◆ **Texte fourni**:
■ ■ ■
Publié le 7 Nov 2019 - 21:33
FASS-DIACKSAO, LIEU DE RETRAITE SPIRITUELLE D’EL HADJ MALICK SY

Si loin et ‘’Sy’’ proche de Tivaouane

 

Fondé en 1904 par Maodo Malick Sy, le village de Fass-Diacksao reste et demeure cette cité religieuse où se développent, à pas de géant, la culture de l’enseignement coranique et l’agriculture. Fass-Diacksao, c’est aussi la prière, fondement d’une société fortement ancrée dans les valeurs cardinales telles que définies par Seydi El Hadj Malick Sy. Nichée au cœur des terres du Cayor, cette localité accueille des milliers de fidèles, lors de son Gamou annuel marquant la naissance du Prophète (Psl) et des différents Khadaratoul Jummah. A l’occasion du grand Gamou de Tivaouane et de la 17e édition du Gamou de Fass célébrée dans la première semaine du mois de février 2020, ‘’EnQuête’’ vous plonge dans l’autre quartier de la capitale de la tijaniya.
■ ■ ■
Entrées de pointage d'objets étiquetés:
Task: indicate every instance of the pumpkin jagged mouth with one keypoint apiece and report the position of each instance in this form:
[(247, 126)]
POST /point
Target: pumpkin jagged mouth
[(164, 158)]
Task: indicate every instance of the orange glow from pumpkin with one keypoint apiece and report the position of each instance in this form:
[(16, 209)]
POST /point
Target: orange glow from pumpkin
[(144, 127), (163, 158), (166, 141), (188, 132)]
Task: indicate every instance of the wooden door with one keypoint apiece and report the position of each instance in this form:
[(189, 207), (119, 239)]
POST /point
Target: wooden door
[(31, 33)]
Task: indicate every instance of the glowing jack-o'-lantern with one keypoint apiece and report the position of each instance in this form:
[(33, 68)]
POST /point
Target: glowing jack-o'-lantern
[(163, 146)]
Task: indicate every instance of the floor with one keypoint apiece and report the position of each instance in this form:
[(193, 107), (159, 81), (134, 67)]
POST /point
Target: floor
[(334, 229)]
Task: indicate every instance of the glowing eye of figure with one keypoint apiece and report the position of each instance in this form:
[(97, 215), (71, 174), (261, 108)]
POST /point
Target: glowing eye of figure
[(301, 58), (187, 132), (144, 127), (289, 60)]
■ ■ ■
◆ **Défis**:
#1 Traduisez en anglais la phrase du texte sur Fass-Diacksao qui commence par « Fondé en 1904 par Maodo Malick Sy ».
#2 Relevez tous les noms de lieux cités dans le texte sur Fass-Diacksao, en notant chaque graphie distincte une seule fois.

◆ **Réponses**:
#1 Founded in 1904 by Maodo Malick Sy, the village of Fass-Diacksao remains, as ever, this religious city where the culture of Quranic teaching and agriculture are developing by leaps and bounds.

#2 Fass-Diacksao, Tivaouane, Cayor, Fass